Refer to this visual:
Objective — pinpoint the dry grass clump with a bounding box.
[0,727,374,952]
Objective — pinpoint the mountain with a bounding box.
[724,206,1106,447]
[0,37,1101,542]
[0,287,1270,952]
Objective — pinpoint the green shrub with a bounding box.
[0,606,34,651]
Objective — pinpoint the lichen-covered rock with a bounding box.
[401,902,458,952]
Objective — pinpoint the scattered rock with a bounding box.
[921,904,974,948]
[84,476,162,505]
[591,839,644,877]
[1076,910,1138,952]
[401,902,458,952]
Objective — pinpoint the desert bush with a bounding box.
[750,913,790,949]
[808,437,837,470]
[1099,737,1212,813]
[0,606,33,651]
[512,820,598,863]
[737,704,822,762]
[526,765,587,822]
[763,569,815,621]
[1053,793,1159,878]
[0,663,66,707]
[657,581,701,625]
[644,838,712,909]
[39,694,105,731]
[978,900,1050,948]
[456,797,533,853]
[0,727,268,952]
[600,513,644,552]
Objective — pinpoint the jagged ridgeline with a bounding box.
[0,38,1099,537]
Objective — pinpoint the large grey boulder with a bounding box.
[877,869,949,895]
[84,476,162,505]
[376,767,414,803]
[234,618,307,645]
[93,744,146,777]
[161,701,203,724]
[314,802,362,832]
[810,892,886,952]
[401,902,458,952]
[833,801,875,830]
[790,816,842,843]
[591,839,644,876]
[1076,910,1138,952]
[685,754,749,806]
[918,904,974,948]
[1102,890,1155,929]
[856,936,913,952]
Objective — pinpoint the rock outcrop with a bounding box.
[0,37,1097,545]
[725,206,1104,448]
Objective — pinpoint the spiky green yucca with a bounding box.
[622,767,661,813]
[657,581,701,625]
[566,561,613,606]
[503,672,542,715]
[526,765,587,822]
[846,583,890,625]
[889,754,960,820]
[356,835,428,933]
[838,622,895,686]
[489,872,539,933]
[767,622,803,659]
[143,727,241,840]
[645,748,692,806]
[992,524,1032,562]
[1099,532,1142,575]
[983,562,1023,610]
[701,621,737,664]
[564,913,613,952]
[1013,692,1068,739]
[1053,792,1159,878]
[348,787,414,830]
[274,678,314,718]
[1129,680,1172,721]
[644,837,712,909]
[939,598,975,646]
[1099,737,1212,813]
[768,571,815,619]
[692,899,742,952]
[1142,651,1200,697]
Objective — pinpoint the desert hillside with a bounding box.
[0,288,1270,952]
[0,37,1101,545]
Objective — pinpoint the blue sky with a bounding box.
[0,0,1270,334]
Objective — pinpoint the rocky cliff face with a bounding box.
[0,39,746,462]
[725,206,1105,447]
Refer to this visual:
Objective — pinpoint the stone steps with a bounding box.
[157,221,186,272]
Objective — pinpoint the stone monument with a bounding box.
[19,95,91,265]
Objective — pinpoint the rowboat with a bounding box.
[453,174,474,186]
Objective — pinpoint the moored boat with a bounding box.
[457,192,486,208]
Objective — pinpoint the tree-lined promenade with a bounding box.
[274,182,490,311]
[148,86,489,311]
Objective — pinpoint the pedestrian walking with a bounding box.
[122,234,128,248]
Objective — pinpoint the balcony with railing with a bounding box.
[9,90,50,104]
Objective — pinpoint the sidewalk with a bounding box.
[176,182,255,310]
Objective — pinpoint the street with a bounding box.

— WORK TO COMPLETE —
Reproduce the records between the line containing "Objective — pinpoint the spiky" and the line containing "[983,562,1023,610]", inclusive, keeping the request lines unchanged. Scale every bounding-box coordinate in the answers by 2.4 and round to the nearest whole number, with halves rounded up.

— SOLUTION FOR THIS PROBLEM —
Objective — pinpoint the spiky green yucca with a bounding box.
[1493,1841,1586,1951]
[1577,1394,1682,1500]
[1358,1346,1471,1454]
[1207,1613,1301,1716]
[1262,1836,1409,1973]
[2030,1399,2136,1500]
[2134,1810,2304,1968]
[854,2004,1027,2239]
[2011,1493,2148,1646]
[1174,2093,1294,2239]
[1841,1493,1927,1582]
[343,1745,578,2016]
[1548,1795,1661,1934]
[2381,1258,2477,1349]
[2638,1277,2741,1380]
[2359,1349,2455,1464]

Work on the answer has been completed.